▶ **Task statement**
Copy the stretch of the article on Columbia's Center for Theoretical Neuroscience from "The field of" through "on their creation." word for word.

▶ **Given text**

● ● ● ●

The field of theoretical neuroscience, which uses computational models to predict neural activity in the brain, is relatively new. Twenty years ago, there were just a handful of practitioners scattered around the globe, and Columbia had two of them: Ken Miller and Larry Abbott. In 2005, Miller and Abbott started the Center for Theoretical Neuroscience (CTN), a collaborative research hub for unraveling the mysteries of the human brain.
At first, no one studying the brain at Columbia — not even professors Eric Kandel and Richard Axel ’67CC, whose work on memory and olfaction, respectively, had earned them Nobel Prizes — really understood what Abbott and Miller were up to. Now, two decades and many algorithms and fruit flies later, the CTN founders sat together in a roomful of students and postdocs in the Jerome L. Greene Science Center in Manhattanville to reflect on their creation.
The event, moderated by Daphna Shohamy, director of the Mortimer B. Zuckerman Mind Brain Behavior Institute, was part of the second annual ZIFest, a two-day fair of talks and presentations by students, postdocs, and faculty, who shared their latest insights into the neuronal underpinnings of sensation, problem-solving, movement, memory, decision-making, and more.
Zuckerman may be a world-class neuroscience institute, but what really sets it apart is the CTN: just as physicists use mathematical models to predict the behavior of celestial bodies and elementary particles, Abbott and Miller — who both trained as physicists before turning to neuroscience — create data-based computer models to predict the behavior of neurons. This allows researchers to test and refine their theories and to riff on new concepts. “The model,” Miller said, “is a scaffolding for ideas.”

● ● ● ●

▶ **Entries supplied**
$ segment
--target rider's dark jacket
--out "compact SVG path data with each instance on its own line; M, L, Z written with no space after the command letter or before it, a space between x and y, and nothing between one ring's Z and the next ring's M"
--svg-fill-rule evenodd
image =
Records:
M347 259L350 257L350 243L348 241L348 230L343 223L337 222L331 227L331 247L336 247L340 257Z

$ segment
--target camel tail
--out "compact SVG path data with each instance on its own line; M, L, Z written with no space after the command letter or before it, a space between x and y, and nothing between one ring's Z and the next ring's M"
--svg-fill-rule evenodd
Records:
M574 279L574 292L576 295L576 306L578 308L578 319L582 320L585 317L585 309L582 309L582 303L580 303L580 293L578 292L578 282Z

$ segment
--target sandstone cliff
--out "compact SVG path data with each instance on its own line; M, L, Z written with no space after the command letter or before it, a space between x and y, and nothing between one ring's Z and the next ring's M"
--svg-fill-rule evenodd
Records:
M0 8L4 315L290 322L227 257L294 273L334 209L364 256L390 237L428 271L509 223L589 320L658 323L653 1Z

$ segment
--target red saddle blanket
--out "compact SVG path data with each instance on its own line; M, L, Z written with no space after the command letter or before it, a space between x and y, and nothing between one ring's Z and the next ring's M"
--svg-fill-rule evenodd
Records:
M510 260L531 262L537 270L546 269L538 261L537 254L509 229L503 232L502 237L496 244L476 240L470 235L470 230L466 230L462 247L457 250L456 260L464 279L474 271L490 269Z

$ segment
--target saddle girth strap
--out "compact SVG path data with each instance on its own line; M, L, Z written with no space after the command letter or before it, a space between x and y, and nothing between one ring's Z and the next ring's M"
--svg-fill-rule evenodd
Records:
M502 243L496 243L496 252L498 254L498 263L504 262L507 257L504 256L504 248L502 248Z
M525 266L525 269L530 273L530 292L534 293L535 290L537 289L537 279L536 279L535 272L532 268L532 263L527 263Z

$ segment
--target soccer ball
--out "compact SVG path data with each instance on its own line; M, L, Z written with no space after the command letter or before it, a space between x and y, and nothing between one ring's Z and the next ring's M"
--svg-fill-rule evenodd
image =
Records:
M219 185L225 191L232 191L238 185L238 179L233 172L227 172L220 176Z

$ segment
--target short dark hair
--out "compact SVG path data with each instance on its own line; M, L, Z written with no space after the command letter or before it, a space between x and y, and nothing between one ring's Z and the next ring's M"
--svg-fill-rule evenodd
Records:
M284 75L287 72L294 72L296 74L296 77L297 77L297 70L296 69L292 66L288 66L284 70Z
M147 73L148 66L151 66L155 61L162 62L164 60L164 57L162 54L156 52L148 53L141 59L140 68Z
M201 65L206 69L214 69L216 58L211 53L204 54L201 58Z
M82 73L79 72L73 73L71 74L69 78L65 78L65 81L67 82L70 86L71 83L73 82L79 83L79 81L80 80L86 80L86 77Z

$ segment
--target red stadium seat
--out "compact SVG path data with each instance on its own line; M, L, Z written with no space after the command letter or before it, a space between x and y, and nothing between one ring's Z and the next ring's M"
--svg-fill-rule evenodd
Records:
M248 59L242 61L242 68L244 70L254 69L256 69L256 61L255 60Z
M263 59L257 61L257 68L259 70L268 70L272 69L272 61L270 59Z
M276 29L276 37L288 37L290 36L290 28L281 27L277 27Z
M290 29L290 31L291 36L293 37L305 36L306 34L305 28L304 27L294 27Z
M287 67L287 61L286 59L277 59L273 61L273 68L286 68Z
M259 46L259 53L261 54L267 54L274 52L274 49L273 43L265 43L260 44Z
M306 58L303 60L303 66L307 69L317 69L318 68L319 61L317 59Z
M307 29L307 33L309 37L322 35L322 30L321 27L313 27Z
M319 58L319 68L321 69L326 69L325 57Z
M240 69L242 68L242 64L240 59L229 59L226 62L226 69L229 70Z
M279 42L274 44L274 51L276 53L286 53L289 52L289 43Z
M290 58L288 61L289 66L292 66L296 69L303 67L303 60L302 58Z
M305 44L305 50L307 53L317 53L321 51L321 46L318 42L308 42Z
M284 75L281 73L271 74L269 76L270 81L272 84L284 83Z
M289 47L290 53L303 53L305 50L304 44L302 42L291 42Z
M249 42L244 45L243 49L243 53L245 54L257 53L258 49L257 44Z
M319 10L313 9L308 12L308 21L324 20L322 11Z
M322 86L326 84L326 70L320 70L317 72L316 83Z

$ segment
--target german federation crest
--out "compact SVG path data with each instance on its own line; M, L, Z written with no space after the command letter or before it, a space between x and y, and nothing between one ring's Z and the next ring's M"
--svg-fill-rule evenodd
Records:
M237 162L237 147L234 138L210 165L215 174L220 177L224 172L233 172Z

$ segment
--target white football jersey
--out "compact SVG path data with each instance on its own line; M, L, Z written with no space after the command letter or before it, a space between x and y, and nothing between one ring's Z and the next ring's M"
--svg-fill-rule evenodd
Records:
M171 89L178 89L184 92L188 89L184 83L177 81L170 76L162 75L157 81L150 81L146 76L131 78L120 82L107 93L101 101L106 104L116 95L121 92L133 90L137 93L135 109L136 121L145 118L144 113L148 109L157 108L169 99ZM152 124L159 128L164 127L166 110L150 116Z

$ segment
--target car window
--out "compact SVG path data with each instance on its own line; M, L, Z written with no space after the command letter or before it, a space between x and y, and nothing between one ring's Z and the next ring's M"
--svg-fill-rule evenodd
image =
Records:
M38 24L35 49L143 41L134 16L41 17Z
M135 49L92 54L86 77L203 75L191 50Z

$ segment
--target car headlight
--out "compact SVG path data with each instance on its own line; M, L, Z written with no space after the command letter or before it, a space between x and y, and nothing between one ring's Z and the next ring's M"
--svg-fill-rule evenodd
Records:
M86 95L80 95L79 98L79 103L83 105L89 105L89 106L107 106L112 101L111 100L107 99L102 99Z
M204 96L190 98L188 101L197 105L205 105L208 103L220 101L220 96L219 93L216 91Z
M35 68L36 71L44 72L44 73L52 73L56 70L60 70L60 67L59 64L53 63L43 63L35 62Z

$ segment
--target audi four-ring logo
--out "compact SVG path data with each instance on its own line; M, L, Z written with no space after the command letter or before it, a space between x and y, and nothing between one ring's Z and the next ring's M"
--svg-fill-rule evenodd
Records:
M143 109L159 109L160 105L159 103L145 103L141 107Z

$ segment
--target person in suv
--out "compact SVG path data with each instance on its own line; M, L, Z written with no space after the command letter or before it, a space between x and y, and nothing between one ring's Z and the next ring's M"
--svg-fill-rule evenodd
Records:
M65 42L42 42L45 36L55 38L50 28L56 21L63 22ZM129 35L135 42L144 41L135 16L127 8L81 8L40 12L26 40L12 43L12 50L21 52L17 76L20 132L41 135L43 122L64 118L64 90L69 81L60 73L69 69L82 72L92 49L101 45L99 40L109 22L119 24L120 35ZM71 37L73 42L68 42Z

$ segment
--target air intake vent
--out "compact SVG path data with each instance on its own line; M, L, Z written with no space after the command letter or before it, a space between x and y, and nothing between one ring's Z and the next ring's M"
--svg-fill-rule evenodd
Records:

● ● ● ●

▶ **Answer section**
The field of theoretical neuroscience, which uses computational models to predict neural activity in the brain, is relatively new. Twenty years ago, there were just a handful of practitioners scattered around the globe, and Columbia had two of them: Ken Miller and Larry Abbott. In 2005, Miller and Abbott started the Center for Theoretical Neuroscience (CTN), a collaborative research hub for unraveling the mysteries of the human brain.
At first, no one studying the brain at Columbia — not even professors Eric Kandel and Richard Axel ’67CC, whose work on memory and olfaction, respectively, had earned them Nobel Prizes — really understood what Abbott and Miller were up to. Now, two decades and many algorithms and fruit flies later, the CTN founders sat together in a roomful of students and postdocs in the Jerome L. Greene Science Center in Manhattanville to reflect on their creation.